__Text provided__:
◇ ◇ ◇ ◇ ◇ ◇ ◇

We are excited to introduce our new Python Technical Guidelines.
At Mirai, we are passionate about Python solutions and strive to always keep a keen eye on the best practices in the field. These guidelines are the result of years of applied project experience, refined into actionable insights to help Python developers follow common best practices and write cleaner, more efficient, and maintainable code. We hope this new resource provides you with a clearer pathway to a more robust and Pythonic coding style, and helps you bridge the gap between theoretical knowledge and hands-on expertise.
With our Python Technical Guidelines, we go in-depth on key Python topics, such as:
- the fundamentals of object-oriented programming;
- advanced concepts, like testing frameworks (Pytest) and performance optimization.
The idea behind these guidelines is to keep your code productively organized, and to elevate it such that it meets industry standards, providing a consistent and robust foundation for future maintenance and extension.

◇ ◇ ◇ ◇ ◇ ◇ ◇

__Data__:
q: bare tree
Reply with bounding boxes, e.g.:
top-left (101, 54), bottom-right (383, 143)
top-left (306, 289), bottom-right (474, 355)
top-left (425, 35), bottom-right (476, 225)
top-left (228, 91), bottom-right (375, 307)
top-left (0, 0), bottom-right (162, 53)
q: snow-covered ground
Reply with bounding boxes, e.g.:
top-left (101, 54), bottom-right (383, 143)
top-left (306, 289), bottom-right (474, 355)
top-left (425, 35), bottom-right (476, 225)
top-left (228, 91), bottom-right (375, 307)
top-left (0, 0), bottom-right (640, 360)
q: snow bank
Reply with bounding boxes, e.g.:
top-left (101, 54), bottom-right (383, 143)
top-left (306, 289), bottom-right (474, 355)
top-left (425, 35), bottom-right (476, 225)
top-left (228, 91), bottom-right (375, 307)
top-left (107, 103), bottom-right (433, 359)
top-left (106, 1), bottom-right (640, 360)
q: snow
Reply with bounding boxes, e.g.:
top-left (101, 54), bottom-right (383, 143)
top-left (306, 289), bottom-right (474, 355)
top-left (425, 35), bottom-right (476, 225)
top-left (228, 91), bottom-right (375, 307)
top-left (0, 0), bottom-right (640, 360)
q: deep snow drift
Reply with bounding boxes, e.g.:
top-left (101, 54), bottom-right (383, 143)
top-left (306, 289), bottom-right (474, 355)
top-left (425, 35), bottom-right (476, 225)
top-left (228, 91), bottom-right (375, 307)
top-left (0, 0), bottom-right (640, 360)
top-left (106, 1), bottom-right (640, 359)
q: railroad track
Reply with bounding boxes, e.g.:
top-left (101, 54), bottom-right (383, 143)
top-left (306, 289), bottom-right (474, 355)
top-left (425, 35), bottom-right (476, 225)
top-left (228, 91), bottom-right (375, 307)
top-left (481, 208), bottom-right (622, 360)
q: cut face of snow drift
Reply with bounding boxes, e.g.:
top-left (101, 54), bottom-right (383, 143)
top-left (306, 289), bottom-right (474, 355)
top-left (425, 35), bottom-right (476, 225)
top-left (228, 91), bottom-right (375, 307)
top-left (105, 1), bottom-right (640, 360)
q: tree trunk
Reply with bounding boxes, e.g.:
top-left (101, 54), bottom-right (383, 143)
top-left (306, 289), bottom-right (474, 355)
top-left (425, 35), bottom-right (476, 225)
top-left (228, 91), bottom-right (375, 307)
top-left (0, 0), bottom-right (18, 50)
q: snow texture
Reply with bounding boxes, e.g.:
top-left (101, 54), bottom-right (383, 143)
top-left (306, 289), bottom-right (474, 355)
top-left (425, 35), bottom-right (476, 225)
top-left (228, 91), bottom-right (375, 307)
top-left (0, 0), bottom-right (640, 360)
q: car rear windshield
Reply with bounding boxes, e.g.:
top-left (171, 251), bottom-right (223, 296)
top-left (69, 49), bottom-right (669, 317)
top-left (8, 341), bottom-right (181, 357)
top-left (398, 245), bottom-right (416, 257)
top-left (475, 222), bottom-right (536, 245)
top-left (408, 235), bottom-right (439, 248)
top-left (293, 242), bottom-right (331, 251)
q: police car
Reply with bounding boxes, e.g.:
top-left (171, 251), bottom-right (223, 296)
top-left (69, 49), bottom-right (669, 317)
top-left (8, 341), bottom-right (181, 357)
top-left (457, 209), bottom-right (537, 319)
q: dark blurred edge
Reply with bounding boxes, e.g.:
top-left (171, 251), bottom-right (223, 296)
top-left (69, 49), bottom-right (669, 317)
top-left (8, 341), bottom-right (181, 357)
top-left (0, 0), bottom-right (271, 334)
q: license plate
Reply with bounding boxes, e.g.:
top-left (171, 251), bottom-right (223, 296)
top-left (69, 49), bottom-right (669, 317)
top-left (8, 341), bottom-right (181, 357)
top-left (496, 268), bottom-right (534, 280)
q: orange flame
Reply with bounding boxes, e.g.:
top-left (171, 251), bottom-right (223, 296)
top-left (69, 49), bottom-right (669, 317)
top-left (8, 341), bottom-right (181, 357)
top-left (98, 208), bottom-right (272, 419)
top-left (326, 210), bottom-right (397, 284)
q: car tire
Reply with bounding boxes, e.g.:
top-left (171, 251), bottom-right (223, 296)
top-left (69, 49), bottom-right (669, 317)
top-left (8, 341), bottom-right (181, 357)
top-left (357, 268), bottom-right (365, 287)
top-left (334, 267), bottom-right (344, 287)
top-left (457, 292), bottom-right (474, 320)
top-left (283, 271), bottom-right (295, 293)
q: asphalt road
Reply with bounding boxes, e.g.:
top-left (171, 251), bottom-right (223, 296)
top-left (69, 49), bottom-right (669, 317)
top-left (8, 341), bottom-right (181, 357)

◇ ◇ ◇ ◇ ◇ ◇ ◇

__What is asked__:
[1] Quote the Python guidelines announcement word for word, beginning at the words "We are excited" and stopping after the words "and performance optimization.".
[2] In the records, print the lines starting at the line that has "q: cut face of snow drift" and ending after the line that has "top-left (105, 1), bottom-right (640, 360)", both included, with nothing changed.

__Answers for this exercise__:
[1]
We are excited to introduce our new Python Technical Guidelines.
At Mirai, we are passionate about Python solutions and strive to always keep a keen eye on the best practices in the field. These guidelines are the result of years of applied project experience, refined into actionable insights to help Python developers follow common best practices and write cleaner, more efficient, and maintainable code. We hope this new resource provides you with a clearer pathway to a more robust and Pythonic coding style, and helps you bridge the gap between theoretical knowledge and hands-on expertise.
With our Python Technical Guidelines, we go in-depth on key Python topics, such as:
- the fundamentals of object-oriented programming;
- advanced concepts, like testing frameworks (Pytest) and performance optimization.

[2]
q: cut face of snow drift
Reply with bounding boxes, e.g.:
top-left (101, 54), bottom-right (383, 143)
top-left (306, 289), bottom-right (474, 355)
top-left (425, 35), bottom-right (476, 225)
top-left (228, 91), bottom-right (375, 307)
top-left (105, 1), bottom-right (640, 360)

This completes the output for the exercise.